WORK TASK. Please state how many patients the REACH3 trial randomly assigned, according to the passage on the ruxolitinib approval.
== SUPPLIED PASSAGE ==
On September 22, the U.S. Food and Drug Administration approved ruxolitinib (Jakafi), a JAK inhibitor, for the treatment of chronic graft-vs-host disease (GVHD) after failure of one or two lines of systemic therapy in adult and pediatric patients aged 12 years and older.
Efficacy was evaluated in REACH3 (ClinicalTrials.gov identifier NCT03112603), a randomized, open-label, multicenter clinical trial of ruxolitinib compared to best available therapy for corticosteroid-refractory chronic GVHD after allogeneic stem cell transplantation. The trial randomly assigned 329 patients (1:1) to receive either ruxolitinib at 10 mg twice daily or best available therapy.
The major efficacy outcome used to support approval was overall response rate (2014 NIH Response Criteria) through cycle 7, day 1. The overall response rate was 70% (95% confidence interval [CI] = 63%–77%) in the ruxolitinib arm and 57% (95% CI = 49%–65%) in the best available therapy arm, with a difference in response rate of 13% (95% CI = 3%–23%).
===
== RECORDS SHOWN ==
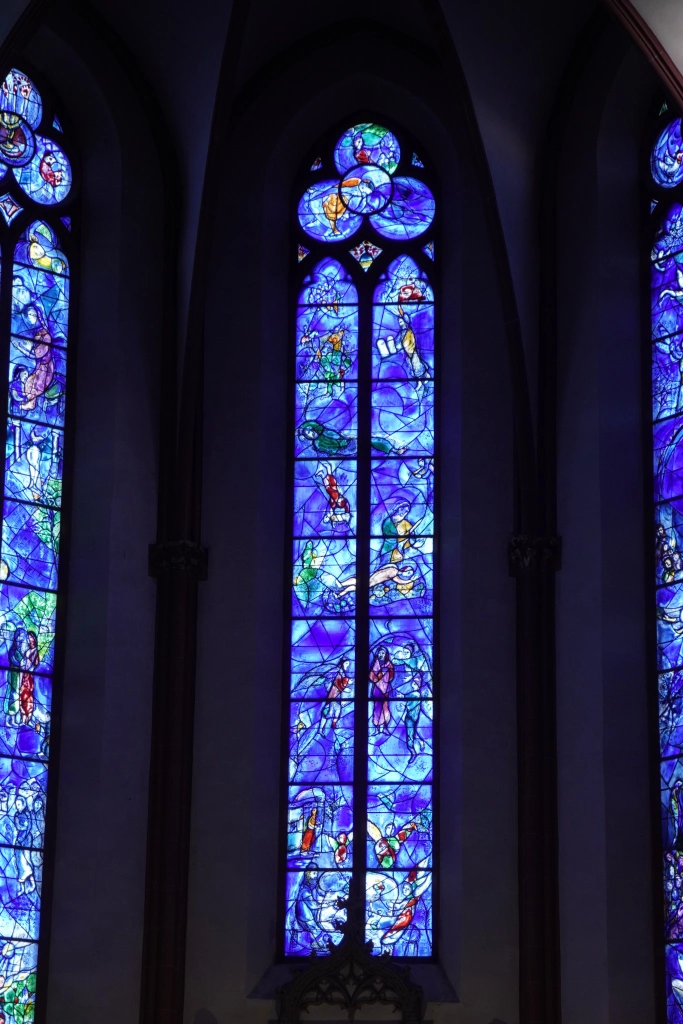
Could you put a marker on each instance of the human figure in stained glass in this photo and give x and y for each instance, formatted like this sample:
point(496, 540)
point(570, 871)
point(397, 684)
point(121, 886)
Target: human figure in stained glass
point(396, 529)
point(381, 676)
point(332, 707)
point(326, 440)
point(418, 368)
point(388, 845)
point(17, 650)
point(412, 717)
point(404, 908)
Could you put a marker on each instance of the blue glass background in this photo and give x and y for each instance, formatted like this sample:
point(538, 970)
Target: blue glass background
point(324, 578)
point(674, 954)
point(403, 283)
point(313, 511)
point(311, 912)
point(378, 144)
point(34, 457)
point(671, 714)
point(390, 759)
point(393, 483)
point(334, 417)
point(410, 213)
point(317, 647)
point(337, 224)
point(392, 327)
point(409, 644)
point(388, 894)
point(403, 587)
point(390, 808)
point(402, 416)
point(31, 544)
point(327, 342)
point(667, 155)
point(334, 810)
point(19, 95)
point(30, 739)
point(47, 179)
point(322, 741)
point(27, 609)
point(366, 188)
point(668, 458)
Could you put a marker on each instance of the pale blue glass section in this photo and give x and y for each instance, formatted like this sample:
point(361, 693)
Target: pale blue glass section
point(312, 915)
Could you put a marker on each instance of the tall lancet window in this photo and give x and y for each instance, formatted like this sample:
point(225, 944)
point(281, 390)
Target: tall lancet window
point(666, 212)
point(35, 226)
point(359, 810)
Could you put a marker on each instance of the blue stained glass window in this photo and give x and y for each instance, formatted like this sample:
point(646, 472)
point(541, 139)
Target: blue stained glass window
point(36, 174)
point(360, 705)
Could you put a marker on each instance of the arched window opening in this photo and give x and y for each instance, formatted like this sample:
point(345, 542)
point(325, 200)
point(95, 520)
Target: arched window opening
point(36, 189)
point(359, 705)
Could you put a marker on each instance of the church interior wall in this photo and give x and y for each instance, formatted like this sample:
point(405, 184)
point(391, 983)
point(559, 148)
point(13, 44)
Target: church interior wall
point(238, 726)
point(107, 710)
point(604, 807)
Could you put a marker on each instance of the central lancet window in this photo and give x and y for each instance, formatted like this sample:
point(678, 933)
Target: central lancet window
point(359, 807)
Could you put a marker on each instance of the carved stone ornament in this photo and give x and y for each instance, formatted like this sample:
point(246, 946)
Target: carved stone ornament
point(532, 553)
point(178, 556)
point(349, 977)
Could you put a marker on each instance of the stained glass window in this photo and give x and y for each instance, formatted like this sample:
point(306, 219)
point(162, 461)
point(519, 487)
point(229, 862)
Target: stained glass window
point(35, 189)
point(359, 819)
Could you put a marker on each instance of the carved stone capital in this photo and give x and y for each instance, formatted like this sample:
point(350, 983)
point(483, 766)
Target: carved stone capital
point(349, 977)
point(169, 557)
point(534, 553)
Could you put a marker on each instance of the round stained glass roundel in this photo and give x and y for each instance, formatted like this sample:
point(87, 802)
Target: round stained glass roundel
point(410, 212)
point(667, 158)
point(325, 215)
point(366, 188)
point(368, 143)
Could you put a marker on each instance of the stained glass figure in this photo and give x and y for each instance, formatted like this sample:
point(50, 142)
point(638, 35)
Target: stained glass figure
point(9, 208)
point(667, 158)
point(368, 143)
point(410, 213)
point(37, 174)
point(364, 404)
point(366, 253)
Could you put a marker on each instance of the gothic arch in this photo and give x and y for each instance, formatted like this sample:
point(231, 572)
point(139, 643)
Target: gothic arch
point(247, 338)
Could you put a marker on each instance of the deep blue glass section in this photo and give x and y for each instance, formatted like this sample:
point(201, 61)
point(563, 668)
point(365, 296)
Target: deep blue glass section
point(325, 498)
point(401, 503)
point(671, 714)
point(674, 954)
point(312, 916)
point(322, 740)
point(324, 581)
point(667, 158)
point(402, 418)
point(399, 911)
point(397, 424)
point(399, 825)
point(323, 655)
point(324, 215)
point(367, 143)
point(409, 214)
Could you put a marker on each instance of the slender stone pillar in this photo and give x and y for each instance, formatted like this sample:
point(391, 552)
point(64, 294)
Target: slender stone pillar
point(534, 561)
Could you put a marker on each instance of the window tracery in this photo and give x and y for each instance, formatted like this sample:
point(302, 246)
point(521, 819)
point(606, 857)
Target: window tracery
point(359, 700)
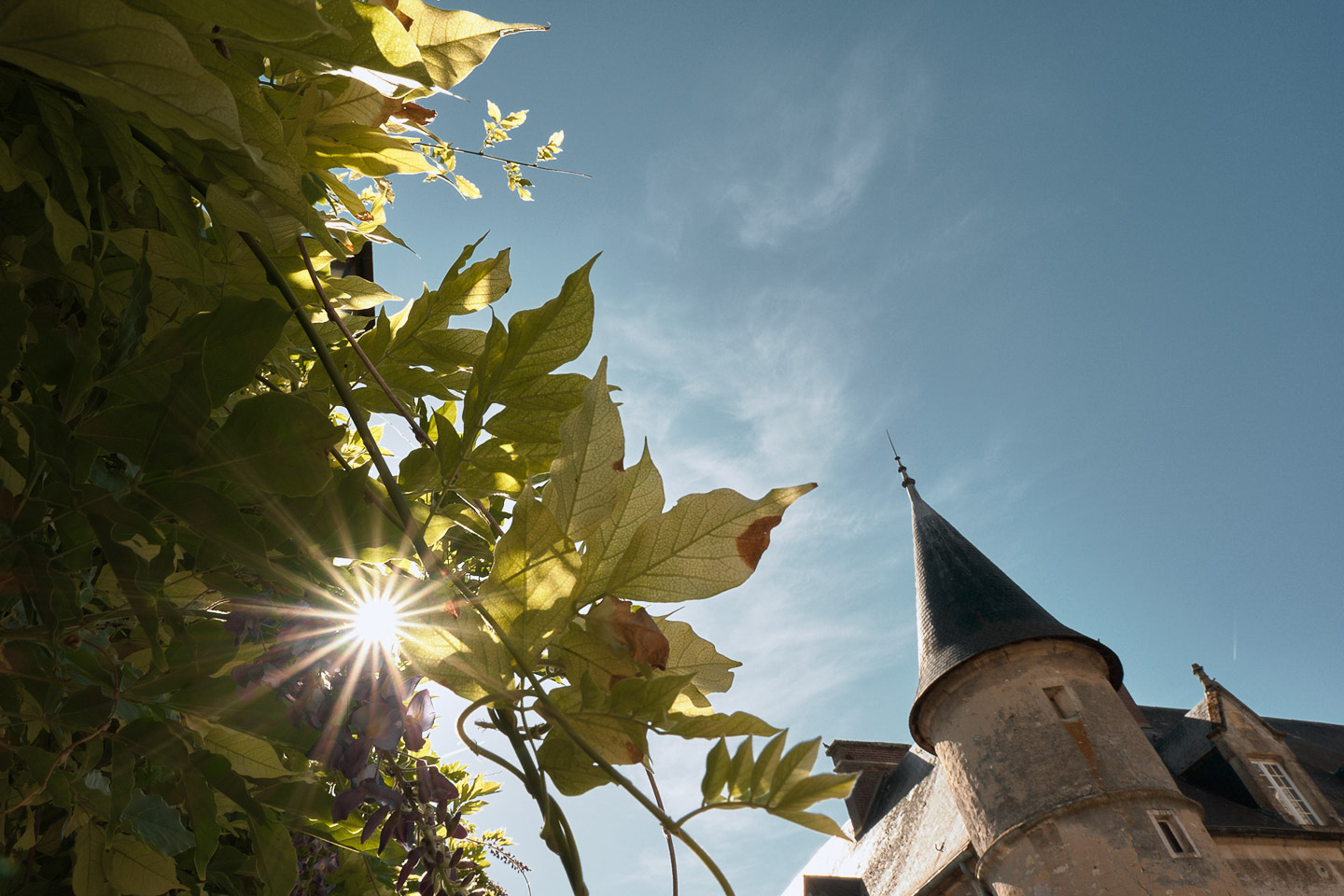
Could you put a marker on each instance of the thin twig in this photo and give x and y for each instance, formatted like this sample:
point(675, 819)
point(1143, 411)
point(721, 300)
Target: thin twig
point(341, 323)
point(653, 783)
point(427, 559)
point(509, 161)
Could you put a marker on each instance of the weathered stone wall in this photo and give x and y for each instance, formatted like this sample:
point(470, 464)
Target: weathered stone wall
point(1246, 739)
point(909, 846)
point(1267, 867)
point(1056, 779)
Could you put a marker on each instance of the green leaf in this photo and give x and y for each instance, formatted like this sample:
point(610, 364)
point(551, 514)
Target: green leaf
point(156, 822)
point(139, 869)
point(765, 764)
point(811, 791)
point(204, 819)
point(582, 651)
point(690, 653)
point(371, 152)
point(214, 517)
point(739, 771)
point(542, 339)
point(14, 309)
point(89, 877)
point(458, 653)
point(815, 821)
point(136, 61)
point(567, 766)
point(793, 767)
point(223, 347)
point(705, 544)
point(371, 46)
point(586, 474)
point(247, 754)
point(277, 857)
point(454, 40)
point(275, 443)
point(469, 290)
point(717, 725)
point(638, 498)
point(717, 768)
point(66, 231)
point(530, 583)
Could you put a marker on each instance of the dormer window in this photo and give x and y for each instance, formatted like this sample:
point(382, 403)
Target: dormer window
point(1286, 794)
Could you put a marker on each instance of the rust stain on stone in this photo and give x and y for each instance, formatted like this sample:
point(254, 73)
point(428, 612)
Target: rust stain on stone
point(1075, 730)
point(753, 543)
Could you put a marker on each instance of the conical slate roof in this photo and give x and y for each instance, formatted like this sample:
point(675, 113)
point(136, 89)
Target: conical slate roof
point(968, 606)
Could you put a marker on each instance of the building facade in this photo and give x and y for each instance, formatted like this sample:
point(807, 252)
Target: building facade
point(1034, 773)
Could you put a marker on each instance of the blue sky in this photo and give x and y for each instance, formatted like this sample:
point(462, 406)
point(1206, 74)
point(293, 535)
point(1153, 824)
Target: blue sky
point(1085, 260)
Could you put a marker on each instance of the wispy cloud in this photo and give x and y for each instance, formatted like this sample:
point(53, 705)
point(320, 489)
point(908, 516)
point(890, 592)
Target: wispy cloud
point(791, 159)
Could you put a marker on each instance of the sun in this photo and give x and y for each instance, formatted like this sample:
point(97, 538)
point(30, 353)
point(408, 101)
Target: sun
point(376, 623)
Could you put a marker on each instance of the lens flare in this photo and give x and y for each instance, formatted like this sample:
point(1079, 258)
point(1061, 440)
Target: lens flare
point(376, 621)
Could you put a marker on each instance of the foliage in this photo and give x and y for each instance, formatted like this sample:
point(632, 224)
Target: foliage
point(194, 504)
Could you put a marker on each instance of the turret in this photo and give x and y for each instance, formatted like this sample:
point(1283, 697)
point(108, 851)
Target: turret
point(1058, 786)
===
YOUR SOLUTION. 329 patients, assigned 1:1.